- PROBLEM: Copy out the listing exactly.

- ENTRIES SUPPLIED:
● ● ● ● ● ● ●

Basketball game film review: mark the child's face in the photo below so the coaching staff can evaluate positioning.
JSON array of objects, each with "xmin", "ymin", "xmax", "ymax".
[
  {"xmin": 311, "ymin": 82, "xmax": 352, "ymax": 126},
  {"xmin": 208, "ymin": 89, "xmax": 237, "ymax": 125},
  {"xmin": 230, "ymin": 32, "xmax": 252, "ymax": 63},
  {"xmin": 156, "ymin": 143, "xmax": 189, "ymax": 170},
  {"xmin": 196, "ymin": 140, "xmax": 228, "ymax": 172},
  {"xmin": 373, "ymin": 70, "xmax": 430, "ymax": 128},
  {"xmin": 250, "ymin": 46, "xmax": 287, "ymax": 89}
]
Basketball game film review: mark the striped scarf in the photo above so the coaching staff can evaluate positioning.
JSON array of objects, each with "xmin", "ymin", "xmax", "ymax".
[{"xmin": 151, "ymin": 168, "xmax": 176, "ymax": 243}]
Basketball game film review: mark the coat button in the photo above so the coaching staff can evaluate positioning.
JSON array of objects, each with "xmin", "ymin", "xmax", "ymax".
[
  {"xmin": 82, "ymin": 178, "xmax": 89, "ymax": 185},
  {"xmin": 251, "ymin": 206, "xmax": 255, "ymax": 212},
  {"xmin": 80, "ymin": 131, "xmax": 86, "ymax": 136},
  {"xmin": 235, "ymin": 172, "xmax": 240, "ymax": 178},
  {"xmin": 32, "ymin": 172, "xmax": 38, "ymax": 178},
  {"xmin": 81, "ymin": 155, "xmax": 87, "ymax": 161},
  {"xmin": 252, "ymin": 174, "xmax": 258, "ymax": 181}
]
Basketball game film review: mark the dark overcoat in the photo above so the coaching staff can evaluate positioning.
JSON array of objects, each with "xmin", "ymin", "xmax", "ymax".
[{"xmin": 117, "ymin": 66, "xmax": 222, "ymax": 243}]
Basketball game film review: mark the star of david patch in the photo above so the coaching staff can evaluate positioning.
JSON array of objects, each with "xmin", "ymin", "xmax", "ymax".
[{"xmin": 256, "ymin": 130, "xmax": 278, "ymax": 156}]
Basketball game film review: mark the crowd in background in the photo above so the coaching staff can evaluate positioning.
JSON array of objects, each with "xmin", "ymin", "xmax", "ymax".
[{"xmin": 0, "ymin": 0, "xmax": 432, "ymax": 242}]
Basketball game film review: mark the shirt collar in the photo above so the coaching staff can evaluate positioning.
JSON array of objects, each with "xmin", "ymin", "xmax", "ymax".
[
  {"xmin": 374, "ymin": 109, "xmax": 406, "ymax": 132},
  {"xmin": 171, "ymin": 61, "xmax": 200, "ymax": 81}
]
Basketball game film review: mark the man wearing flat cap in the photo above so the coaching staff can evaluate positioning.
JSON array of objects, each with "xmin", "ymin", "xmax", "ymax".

● ● ● ● ● ● ●

- TASK RESULT:
Basketball game film review: mark the child's face in the photo below so the coaching staff can evaluate positioning.
JSON array of objects, each with "xmin", "ymin", "xmax", "ymax".
[
  {"xmin": 311, "ymin": 82, "xmax": 352, "ymax": 126},
  {"xmin": 208, "ymin": 89, "xmax": 237, "ymax": 125},
  {"xmin": 230, "ymin": 32, "xmax": 252, "ymax": 63},
  {"xmin": 156, "ymin": 143, "xmax": 189, "ymax": 170},
  {"xmin": 196, "ymin": 140, "xmax": 228, "ymax": 172},
  {"xmin": 373, "ymin": 70, "xmax": 430, "ymax": 128},
  {"xmin": 250, "ymin": 46, "xmax": 287, "ymax": 89}
]
Basketball game film review: mark the striped scarf in the photo above so the coaching staff can evaluate positioning.
JSON array of objects, each with "xmin", "ymin", "xmax", "ymax".
[{"xmin": 151, "ymin": 168, "xmax": 176, "ymax": 243}]
Basketball game film review: mark the coat button in the photo above so the coaching staff can evaluate positioning.
JSON array of objects, each with "xmin", "ymin", "xmax", "ymax".
[
  {"xmin": 82, "ymin": 178, "xmax": 89, "ymax": 185},
  {"xmin": 251, "ymin": 206, "xmax": 255, "ymax": 212},
  {"xmin": 80, "ymin": 131, "xmax": 86, "ymax": 136},
  {"xmin": 235, "ymin": 172, "xmax": 240, "ymax": 178},
  {"xmin": 32, "ymin": 172, "xmax": 38, "ymax": 178},
  {"xmin": 81, "ymin": 155, "xmax": 87, "ymax": 161},
  {"xmin": 252, "ymin": 174, "xmax": 258, "ymax": 181}
]
Basketball game film review: mark the dark overcoat in the photo above so the coaching staff can evaluate positioning.
JSON array of objects, each with "xmin", "ymin", "xmax", "ymax".
[{"xmin": 117, "ymin": 66, "xmax": 222, "ymax": 243}]
Basketball game film review: mark the star of david patch in the photo above so the coaching staff can evaluate positioning.
JSON array of objects, each with "xmin", "ymin", "xmax", "ymax".
[{"xmin": 256, "ymin": 130, "xmax": 278, "ymax": 156}]
Basketball game film review: mark the crowd in background in the photo above so the coaching staff can evaluate positioning.
JSON array of objects, each with "xmin", "ymin", "xmax", "ymax".
[{"xmin": 0, "ymin": 0, "xmax": 432, "ymax": 242}]
Basketball game film review: mark the shirt collar in the photo above so the coaching staff can evaluate positioning.
JSON array of objects, each with "xmin", "ymin", "xmax", "ymax".
[
  {"xmin": 374, "ymin": 109, "xmax": 406, "ymax": 132},
  {"xmin": 171, "ymin": 61, "xmax": 200, "ymax": 81}
]
Basketball game film review: mark the man wearing flat cap in the photo above so the coaching staff can evaluate positioning.
JSON array of objects, each with "xmin", "ymin", "xmax", "ymax".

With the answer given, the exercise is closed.